[[ Recorded information open ]]

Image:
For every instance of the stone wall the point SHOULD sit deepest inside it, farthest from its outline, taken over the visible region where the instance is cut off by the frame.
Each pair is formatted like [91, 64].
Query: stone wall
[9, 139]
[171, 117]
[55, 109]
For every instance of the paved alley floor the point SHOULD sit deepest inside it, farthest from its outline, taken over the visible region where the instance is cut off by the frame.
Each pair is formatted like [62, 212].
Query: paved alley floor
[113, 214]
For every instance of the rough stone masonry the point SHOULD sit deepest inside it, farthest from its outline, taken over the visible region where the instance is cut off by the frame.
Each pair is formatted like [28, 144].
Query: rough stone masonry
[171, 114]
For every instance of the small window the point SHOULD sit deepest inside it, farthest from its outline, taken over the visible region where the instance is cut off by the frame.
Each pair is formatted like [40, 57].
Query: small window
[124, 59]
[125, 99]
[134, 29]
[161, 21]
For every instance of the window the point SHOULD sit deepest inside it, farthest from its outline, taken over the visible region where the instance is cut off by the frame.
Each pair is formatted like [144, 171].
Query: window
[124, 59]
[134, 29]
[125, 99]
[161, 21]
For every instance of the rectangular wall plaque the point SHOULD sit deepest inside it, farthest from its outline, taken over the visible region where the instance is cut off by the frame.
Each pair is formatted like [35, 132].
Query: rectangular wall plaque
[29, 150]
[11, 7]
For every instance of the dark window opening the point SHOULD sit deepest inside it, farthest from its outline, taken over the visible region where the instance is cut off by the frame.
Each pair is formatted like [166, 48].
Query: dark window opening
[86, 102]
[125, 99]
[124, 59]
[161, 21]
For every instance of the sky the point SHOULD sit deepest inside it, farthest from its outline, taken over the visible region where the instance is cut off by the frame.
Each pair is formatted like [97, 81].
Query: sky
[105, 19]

[[ Recorded information closed ]]

◆ Task details ◆
Every line above should be output exactly as it stands.

◆ Exercise response ◆
Image:
For every instance of the stone wall the point SHOULD sit deepest inside it, farthest from its outline, taken over the visible region where the instance is cut off by the frame.
Each pair is formatted like [91, 64].
Query: stone wall
[9, 139]
[171, 117]
[55, 109]
For every instance of the paved alley floor the point SHOULD sit deepest inside it, farthest from its outline, taken over the visible region where the instance is cut off by the frame.
Each pair is formatted like [62, 212].
Query: paved alley floor
[113, 214]
For every instance of the rough stone masonry the point SHOULD sit deepest inside it, farthest from its outline, taken over the visible region where the instance is cut off by the frame.
Each pair is formatted like [28, 144].
Query: rough stone masonry
[171, 114]
For every instance of the small window the point SHOULD sit deepest inside it, farthest from its outline, taken over the visible region where the instance is cut off by the frame.
Each pair is formatted like [40, 57].
Query: small window
[124, 59]
[125, 99]
[134, 29]
[161, 21]
For every instance of the window the point SHOULD sit deepest inside it, farthest from its outline, taken over the visible region where the instance is cut off by the frame.
Each pair is formatted like [144, 171].
Query: window
[124, 59]
[134, 29]
[125, 99]
[161, 21]
For every instance of the rectangular wall plaque the point SHOULD sit deepest inside it, farthest from its outline, taken over the visible region where the instance is cut off by the frame.
Each pair is formatted like [35, 132].
Query: rectangular wall plaque
[29, 150]
[11, 7]
For every instance of the dark window opening the point SHOULD sit deepest inside it, farthest from its outline, taken over the visible region where the instance is cut off by the frame.
Each pair is formatted like [166, 48].
Query: dark window opening
[86, 102]
[125, 99]
[124, 59]
[161, 21]
For every instance of the sky the point SHOULD sit deepest inside it, farthest from its outline, taken over the visible region where the instance is cut off by the frame.
Each pair is formatted like [97, 81].
Query: sky
[105, 19]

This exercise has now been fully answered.